RECORDS SHOWN START
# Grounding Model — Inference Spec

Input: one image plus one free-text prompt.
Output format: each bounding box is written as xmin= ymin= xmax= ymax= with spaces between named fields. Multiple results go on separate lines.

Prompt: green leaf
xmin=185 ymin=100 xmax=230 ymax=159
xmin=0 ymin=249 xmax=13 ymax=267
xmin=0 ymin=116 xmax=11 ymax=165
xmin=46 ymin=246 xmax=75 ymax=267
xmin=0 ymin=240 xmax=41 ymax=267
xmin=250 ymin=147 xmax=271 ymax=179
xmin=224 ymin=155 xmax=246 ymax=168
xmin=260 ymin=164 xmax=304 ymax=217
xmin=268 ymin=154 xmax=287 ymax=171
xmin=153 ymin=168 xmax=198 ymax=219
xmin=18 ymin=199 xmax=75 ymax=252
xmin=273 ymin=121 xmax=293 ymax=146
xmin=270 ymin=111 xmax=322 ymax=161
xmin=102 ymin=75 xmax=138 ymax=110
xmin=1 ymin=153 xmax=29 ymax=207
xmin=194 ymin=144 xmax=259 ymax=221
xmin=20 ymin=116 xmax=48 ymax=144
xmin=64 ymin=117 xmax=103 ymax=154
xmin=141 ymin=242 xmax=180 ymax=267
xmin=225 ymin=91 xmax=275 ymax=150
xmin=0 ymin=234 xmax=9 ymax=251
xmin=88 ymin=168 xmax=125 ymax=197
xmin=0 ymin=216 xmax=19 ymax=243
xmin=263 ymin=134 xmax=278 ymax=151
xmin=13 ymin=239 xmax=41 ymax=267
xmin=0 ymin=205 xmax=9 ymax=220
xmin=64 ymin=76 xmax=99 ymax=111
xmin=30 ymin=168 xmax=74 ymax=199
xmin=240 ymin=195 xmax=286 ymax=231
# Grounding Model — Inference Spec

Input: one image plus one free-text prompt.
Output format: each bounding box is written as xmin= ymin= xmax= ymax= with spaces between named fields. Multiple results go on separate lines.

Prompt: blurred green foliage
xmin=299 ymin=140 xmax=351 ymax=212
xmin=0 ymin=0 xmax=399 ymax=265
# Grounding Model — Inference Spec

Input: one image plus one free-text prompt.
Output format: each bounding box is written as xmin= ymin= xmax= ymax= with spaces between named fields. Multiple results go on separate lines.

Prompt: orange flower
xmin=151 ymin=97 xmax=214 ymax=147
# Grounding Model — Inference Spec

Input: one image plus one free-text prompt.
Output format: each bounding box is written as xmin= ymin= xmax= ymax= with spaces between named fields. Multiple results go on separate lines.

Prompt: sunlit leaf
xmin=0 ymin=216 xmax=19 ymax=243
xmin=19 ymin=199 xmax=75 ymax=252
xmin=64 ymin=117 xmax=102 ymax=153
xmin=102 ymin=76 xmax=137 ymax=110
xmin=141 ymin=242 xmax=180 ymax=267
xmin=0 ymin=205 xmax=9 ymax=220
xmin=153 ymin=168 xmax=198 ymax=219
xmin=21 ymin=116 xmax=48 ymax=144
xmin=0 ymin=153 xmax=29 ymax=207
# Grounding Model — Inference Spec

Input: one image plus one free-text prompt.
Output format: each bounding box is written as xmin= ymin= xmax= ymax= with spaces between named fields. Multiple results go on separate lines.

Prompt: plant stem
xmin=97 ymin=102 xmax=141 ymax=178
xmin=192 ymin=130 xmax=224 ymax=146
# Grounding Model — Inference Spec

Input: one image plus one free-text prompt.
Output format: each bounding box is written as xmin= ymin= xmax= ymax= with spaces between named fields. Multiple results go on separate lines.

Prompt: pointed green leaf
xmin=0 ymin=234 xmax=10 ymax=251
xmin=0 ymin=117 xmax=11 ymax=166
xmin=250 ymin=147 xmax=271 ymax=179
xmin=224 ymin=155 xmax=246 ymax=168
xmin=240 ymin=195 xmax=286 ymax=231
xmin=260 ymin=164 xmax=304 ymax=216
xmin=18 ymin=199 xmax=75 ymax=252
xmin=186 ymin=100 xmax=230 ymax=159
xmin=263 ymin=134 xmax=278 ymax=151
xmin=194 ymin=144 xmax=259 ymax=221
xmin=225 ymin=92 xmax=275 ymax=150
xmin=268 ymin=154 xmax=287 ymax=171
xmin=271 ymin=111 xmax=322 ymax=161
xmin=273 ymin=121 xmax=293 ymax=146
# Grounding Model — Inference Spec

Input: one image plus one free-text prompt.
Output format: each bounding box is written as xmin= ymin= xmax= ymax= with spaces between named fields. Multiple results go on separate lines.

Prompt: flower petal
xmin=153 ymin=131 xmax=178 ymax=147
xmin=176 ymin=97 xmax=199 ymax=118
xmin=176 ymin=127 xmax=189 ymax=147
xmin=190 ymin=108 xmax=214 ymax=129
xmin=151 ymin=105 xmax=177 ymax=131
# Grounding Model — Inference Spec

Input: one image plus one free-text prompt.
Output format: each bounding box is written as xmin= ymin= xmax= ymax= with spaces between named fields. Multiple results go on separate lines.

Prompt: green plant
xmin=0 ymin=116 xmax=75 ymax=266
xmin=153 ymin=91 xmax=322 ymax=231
RECORDS SHOWN END
• **WORK TO BE COMPLETED**:
Write the material out again word for word.

• **EXPECTED ANSWER**:
# Grounding Model — Inference Spec

Input: one image plus one free-text prompt.
Output format: each bounding box is written as xmin= ymin= xmax= ymax= with spaces between named fields. Multiple results go on separate lines.

Prompt: green leaf
xmin=185 ymin=100 xmax=230 ymax=159
xmin=0 ymin=249 xmax=13 ymax=267
xmin=0 ymin=116 xmax=11 ymax=165
xmin=46 ymin=246 xmax=75 ymax=267
xmin=0 ymin=240 xmax=41 ymax=267
xmin=250 ymin=147 xmax=271 ymax=179
xmin=224 ymin=155 xmax=246 ymax=168
xmin=260 ymin=164 xmax=304 ymax=217
xmin=268 ymin=154 xmax=287 ymax=171
xmin=153 ymin=168 xmax=198 ymax=219
xmin=18 ymin=199 xmax=75 ymax=252
xmin=273 ymin=121 xmax=293 ymax=146
xmin=270 ymin=111 xmax=322 ymax=161
xmin=102 ymin=75 xmax=138 ymax=110
xmin=1 ymin=153 xmax=29 ymax=207
xmin=194 ymin=144 xmax=259 ymax=221
xmin=20 ymin=116 xmax=48 ymax=144
xmin=64 ymin=117 xmax=103 ymax=154
xmin=141 ymin=242 xmax=180 ymax=267
xmin=225 ymin=91 xmax=275 ymax=150
xmin=0 ymin=234 xmax=9 ymax=251
xmin=88 ymin=168 xmax=125 ymax=197
xmin=0 ymin=216 xmax=19 ymax=243
xmin=263 ymin=134 xmax=278 ymax=151
xmin=13 ymin=239 xmax=41 ymax=267
xmin=0 ymin=205 xmax=9 ymax=220
xmin=64 ymin=76 xmax=99 ymax=111
xmin=30 ymin=168 xmax=74 ymax=199
xmin=240 ymin=195 xmax=286 ymax=231
# Grounding Model — Inference Spec

Input: one image plus one free-text prompt.
Output format: each bounding box is written as xmin= ymin= xmax= ymax= with spaces between named fields. Multiple results go on separate lines.

Prompt: blurred green foliage
xmin=299 ymin=140 xmax=351 ymax=212
xmin=0 ymin=0 xmax=399 ymax=265
# Grounding Model — Inference Spec

Input: one image plus one free-text prompt.
Output format: each bounding box is written as xmin= ymin= xmax= ymax= with spaces between named fields. Multiple results go on separate lines.

Prompt: orange flower
xmin=151 ymin=97 xmax=214 ymax=147
# Grounding Model — Inference Spec

Input: one image plus one free-text prompt.
Output format: each bounding box is written as xmin= ymin= xmax= ymax= with spaces between named fields. Multiple results go on separate lines.

Prompt: sunlit leaf
xmin=0 ymin=216 xmax=19 ymax=243
xmin=19 ymin=199 xmax=75 ymax=252
xmin=64 ymin=117 xmax=102 ymax=153
xmin=102 ymin=76 xmax=137 ymax=110
xmin=141 ymin=242 xmax=180 ymax=267
xmin=0 ymin=205 xmax=9 ymax=220
xmin=153 ymin=168 xmax=198 ymax=219
xmin=21 ymin=116 xmax=48 ymax=144
xmin=0 ymin=153 xmax=29 ymax=207
# Grounding Model — Inference Spec

Input: one image plus one free-text prompt.
Output format: each bounding box is written as xmin= ymin= xmax= ymax= with spaces between named fields. Multiple results go on separate lines.

Prompt: plant stem
xmin=97 ymin=102 xmax=141 ymax=178
xmin=192 ymin=130 xmax=224 ymax=146
# Grounding Model — Inference Spec

Input: one image plus one free-text prompt.
Output format: each bounding box is written as xmin= ymin= xmax= ymax= with spaces between named fields. Multiple results go on separate lines.

Prompt: pointed green leaf
xmin=0 ymin=234 xmax=10 ymax=251
xmin=0 ymin=117 xmax=11 ymax=166
xmin=250 ymin=147 xmax=271 ymax=179
xmin=224 ymin=155 xmax=246 ymax=168
xmin=240 ymin=195 xmax=286 ymax=231
xmin=260 ymin=164 xmax=304 ymax=216
xmin=18 ymin=199 xmax=75 ymax=252
xmin=186 ymin=100 xmax=230 ymax=159
xmin=263 ymin=134 xmax=278 ymax=151
xmin=194 ymin=144 xmax=259 ymax=221
xmin=225 ymin=92 xmax=275 ymax=150
xmin=268 ymin=154 xmax=287 ymax=171
xmin=271 ymin=111 xmax=322 ymax=161
xmin=273 ymin=121 xmax=293 ymax=146
# Grounding Model — Inference Spec

Input: one image plus one free-text prompt.
Output format: each bounding box is written as xmin= ymin= xmax= ymax= with spaces between named fields. Multiple results go on separate lines.

Prompt: flower petal
xmin=153 ymin=131 xmax=178 ymax=147
xmin=176 ymin=97 xmax=199 ymax=118
xmin=176 ymin=127 xmax=189 ymax=147
xmin=190 ymin=108 xmax=214 ymax=129
xmin=151 ymin=105 xmax=177 ymax=131
# Grounding Model — Inference Spec

Input: one image plus one free-text prompt.
Output format: each bounding box is written as xmin= ymin= xmax= ymax= with spaces between named fields. Multiple results go on separate lines.

Prompt: green plant
xmin=0 ymin=116 xmax=75 ymax=266
xmin=153 ymin=91 xmax=322 ymax=231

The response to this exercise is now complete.